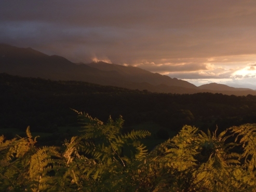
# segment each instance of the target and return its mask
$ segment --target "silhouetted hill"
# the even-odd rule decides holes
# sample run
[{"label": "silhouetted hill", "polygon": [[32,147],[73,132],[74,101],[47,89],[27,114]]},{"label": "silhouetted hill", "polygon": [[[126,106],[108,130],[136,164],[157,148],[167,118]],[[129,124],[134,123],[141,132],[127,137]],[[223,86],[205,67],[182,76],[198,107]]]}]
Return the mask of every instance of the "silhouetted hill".
[{"label": "silhouetted hill", "polygon": [[246,88],[235,88],[234,87],[230,87],[226,85],[217,84],[212,83],[209,84],[203,85],[198,87],[200,89],[208,89],[214,91],[251,91],[252,89]]},{"label": "silhouetted hill", "polygon": [[201,92],[236,95],[256,94],[249,89],[210,84],[197,87],[187,81],[133,66],[103,62],[76,64],[31,48],[0,44],[0,73],[51,80],[77,80],[151,92],[192,94]]},{"label": "silhouetted hill", "polygon": [[178,86],[190,89],[197,88],[196,86],[187,81],[176,78],[171,78],[158,73],[153,73],[132,66],[125,66],[103,62],[91,63],[87,65],[104,71],[116,71],[126,78],[127,82],[147,83],[153,86],[164,84],[168,86]]}]

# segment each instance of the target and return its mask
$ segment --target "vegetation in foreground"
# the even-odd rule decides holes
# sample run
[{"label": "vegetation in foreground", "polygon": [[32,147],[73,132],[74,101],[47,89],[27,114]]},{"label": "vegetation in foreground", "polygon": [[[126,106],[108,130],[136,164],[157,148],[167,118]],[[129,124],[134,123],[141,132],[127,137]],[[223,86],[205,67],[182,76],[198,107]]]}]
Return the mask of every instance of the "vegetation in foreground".
[{"label": "vegetation in foreground", "polygon": [[29,127],[25,138],[0,136],[1,191],[256,191],[255,124],[219,134],[185,126],[147,153],[139,141],[147,131],[122,133],[122,117],[77,112],[84,133],[62,147],[37,146]]}]

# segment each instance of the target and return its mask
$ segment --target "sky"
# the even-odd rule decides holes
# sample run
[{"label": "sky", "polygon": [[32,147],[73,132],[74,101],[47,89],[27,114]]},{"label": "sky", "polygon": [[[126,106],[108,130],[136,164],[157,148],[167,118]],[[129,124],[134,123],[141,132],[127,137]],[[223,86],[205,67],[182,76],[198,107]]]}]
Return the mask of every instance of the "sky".
[{"label": "sky", "polygon": [[1,0],[0,43],[256,89],[254,0]]}]

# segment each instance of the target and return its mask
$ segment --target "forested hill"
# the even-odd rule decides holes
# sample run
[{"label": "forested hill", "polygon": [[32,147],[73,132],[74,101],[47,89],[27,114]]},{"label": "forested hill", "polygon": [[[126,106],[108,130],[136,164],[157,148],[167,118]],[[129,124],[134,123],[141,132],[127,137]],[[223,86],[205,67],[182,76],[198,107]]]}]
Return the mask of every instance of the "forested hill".
[{"label": "forested hill", "polygon": [[184,125],[220,129],[256,122],[256,96],[198,93],[173,94],[131,90],[75,81],[0,74],[1,128],[54,131],[76,126],[70,108],[106,120],[121,115],[125,127],[155,122],[169,130]]}]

···

# Exercise instructions
Pull out each line of the records above that contains the string "every". Case matters.

# Final result
Return the mask of every instance of the "silhouetted hill".
Return the mask of every instance of the "vegetation in foreground".
Return the mask of every instance of the "sky".
Return the mask of every instance of the "forested hill".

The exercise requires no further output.